**EXERCISE:**
Within the entries below, how many lines carry the word "clicks"? State the number and stop.

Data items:
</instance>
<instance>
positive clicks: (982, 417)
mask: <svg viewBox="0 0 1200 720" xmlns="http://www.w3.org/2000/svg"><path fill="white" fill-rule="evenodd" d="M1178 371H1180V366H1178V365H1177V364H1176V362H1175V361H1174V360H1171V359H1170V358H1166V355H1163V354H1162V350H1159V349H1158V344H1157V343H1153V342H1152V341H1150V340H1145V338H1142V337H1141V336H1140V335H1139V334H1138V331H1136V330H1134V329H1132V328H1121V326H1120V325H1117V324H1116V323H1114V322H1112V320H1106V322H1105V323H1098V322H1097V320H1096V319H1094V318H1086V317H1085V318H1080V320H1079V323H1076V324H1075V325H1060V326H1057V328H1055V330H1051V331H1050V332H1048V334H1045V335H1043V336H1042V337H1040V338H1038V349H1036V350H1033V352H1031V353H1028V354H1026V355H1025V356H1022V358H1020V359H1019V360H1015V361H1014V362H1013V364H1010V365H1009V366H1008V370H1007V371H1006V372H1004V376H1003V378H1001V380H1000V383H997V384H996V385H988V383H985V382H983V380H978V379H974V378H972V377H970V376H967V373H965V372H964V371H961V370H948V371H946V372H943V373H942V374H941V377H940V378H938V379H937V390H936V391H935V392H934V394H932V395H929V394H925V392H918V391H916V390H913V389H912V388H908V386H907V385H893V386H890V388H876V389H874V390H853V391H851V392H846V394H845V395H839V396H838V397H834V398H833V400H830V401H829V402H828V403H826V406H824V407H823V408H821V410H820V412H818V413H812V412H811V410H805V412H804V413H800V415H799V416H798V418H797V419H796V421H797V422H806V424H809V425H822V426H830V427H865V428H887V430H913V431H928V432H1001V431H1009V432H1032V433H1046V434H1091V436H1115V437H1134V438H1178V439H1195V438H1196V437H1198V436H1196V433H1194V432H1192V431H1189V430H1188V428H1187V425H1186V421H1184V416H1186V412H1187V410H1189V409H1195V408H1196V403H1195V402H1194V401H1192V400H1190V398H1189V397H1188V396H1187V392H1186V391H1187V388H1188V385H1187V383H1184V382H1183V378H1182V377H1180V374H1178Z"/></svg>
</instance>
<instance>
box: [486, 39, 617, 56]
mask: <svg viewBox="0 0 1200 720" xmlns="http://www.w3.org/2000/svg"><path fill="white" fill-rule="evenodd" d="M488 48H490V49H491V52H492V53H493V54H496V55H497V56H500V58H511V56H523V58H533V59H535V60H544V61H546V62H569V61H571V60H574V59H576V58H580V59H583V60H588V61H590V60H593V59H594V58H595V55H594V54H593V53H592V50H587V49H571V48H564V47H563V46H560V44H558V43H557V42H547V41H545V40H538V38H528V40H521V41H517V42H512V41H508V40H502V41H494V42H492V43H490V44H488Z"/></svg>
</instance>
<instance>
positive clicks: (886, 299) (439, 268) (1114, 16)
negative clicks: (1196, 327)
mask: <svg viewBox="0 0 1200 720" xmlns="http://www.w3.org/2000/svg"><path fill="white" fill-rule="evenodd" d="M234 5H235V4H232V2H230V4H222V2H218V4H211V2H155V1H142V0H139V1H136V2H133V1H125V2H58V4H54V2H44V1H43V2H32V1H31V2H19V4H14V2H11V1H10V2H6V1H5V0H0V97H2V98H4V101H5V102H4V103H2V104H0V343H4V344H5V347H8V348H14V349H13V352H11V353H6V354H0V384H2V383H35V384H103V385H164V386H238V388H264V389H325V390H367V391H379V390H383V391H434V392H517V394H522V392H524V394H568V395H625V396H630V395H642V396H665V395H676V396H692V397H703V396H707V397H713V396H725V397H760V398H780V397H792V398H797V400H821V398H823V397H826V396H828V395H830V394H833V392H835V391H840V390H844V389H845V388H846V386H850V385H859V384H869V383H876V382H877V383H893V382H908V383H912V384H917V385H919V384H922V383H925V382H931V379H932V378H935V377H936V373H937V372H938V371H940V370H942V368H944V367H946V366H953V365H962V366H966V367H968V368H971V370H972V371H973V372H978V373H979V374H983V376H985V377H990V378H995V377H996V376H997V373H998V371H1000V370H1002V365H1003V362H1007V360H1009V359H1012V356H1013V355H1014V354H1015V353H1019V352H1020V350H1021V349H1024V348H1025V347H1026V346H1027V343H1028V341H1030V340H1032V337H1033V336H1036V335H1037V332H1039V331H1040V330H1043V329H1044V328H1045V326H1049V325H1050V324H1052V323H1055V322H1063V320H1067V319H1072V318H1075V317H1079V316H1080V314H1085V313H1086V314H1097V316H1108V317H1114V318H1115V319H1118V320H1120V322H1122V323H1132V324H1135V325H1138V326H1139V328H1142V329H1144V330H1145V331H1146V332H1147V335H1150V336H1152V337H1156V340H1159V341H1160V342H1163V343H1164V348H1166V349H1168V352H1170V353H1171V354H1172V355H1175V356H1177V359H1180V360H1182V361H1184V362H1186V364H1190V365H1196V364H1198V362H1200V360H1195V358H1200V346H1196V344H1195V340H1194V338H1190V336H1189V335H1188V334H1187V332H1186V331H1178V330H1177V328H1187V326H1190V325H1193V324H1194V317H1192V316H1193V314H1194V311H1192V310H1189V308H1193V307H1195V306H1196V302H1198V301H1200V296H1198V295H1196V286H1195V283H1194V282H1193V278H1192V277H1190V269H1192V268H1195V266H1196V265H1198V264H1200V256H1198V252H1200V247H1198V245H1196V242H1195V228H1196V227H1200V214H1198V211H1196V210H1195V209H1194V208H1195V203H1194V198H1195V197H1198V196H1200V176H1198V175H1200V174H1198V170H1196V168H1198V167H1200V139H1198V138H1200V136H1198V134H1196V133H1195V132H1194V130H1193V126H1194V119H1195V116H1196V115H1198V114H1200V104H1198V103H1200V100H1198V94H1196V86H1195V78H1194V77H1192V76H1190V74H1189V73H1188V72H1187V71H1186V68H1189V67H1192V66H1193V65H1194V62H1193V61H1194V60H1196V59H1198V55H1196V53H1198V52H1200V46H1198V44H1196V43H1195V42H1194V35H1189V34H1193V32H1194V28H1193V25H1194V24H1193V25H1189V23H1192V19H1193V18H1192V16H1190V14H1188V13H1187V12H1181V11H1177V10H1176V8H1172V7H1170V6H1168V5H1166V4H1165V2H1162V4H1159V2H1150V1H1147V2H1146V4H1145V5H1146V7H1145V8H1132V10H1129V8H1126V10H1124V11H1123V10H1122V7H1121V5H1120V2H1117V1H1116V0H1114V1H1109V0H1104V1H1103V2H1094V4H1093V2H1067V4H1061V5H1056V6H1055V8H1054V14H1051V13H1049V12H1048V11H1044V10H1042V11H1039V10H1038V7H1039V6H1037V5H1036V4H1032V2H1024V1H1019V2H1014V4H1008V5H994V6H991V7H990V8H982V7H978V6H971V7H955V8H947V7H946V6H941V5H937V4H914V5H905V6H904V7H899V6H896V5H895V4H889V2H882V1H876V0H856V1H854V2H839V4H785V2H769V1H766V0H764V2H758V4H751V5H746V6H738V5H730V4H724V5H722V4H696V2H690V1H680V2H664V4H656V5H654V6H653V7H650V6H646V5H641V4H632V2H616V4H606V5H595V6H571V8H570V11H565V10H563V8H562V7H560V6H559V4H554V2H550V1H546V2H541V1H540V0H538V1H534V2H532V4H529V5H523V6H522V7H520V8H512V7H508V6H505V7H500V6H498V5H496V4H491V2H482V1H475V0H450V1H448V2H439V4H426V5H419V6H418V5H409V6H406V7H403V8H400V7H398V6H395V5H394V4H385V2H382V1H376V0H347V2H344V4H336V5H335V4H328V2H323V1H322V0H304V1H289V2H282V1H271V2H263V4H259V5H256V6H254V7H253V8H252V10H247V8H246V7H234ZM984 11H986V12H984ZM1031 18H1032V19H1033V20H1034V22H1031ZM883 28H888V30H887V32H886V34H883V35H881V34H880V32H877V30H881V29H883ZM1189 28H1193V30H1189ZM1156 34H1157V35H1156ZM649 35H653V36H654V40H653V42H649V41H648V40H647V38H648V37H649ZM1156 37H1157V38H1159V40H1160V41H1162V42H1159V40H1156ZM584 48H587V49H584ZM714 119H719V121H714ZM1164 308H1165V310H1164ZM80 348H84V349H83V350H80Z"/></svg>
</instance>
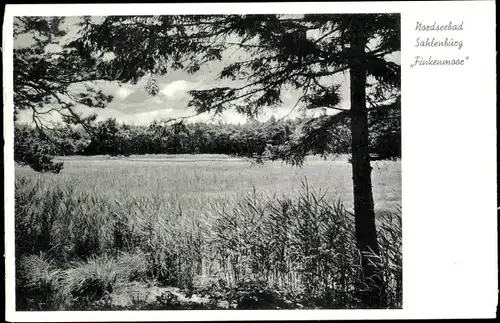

**SOLUTION:**
3